### The input
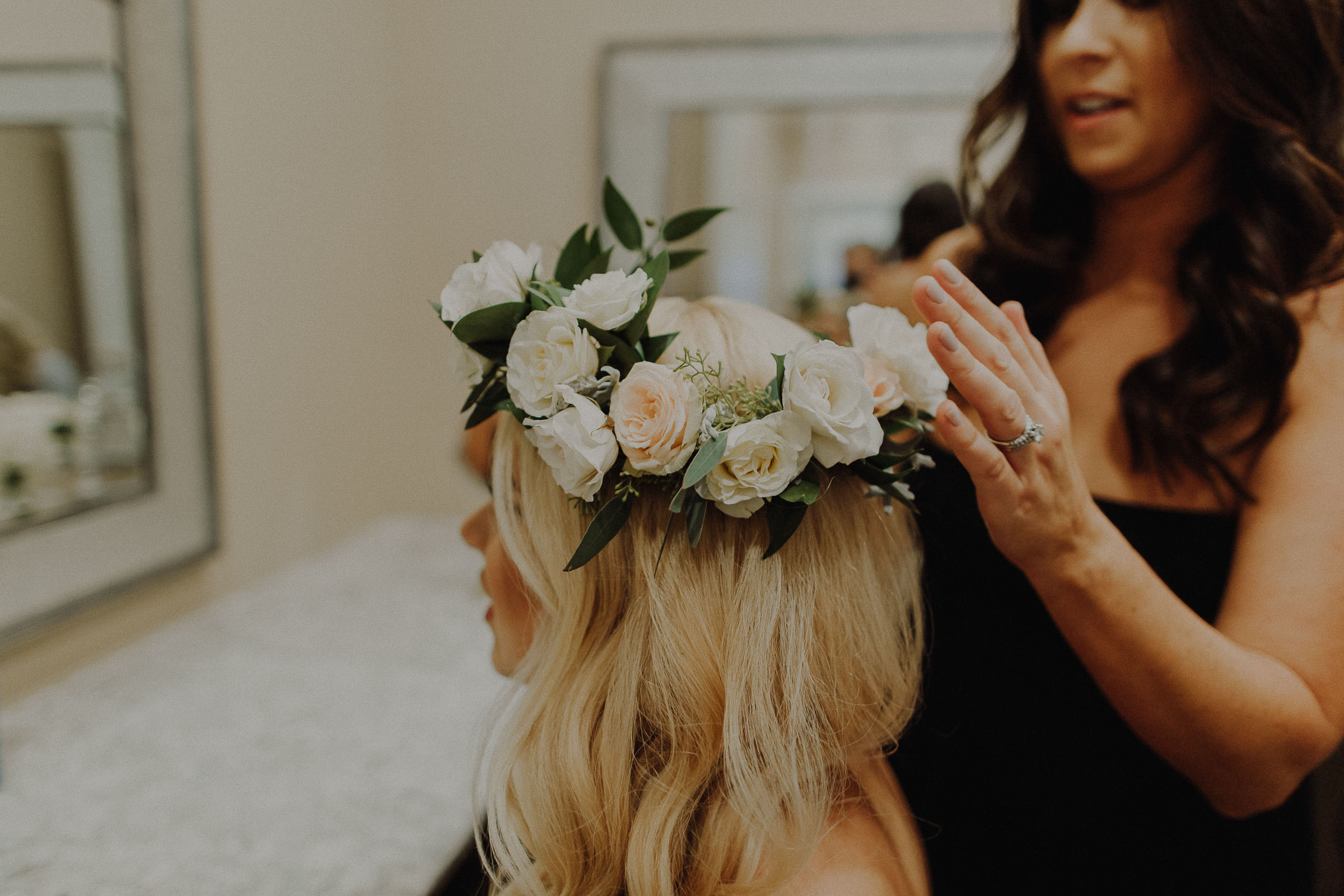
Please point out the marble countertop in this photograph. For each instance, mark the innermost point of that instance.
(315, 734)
==
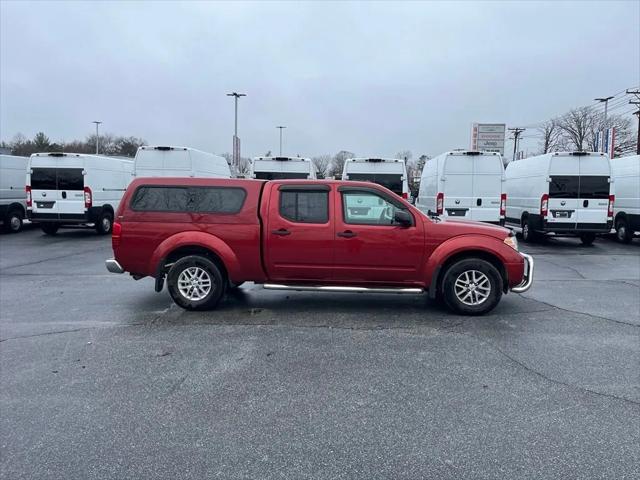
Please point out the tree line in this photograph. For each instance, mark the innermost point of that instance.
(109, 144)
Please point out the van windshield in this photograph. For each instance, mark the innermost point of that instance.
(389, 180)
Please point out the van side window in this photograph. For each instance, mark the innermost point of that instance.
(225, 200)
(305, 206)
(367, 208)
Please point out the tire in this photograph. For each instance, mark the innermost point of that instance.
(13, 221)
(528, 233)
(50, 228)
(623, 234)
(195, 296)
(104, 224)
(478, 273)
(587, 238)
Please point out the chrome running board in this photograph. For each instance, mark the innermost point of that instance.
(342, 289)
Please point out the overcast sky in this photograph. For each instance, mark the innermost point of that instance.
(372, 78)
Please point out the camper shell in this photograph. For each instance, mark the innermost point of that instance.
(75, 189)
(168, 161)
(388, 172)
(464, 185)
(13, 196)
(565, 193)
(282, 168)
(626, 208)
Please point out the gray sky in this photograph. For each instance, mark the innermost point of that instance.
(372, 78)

### Exercise brief
Pull out every line of the items above that contains the word "gray", and copy each one in full.

### Output for this task
Please point out the gray sky in this photograph. For each instance, mark the innermost point of that instance.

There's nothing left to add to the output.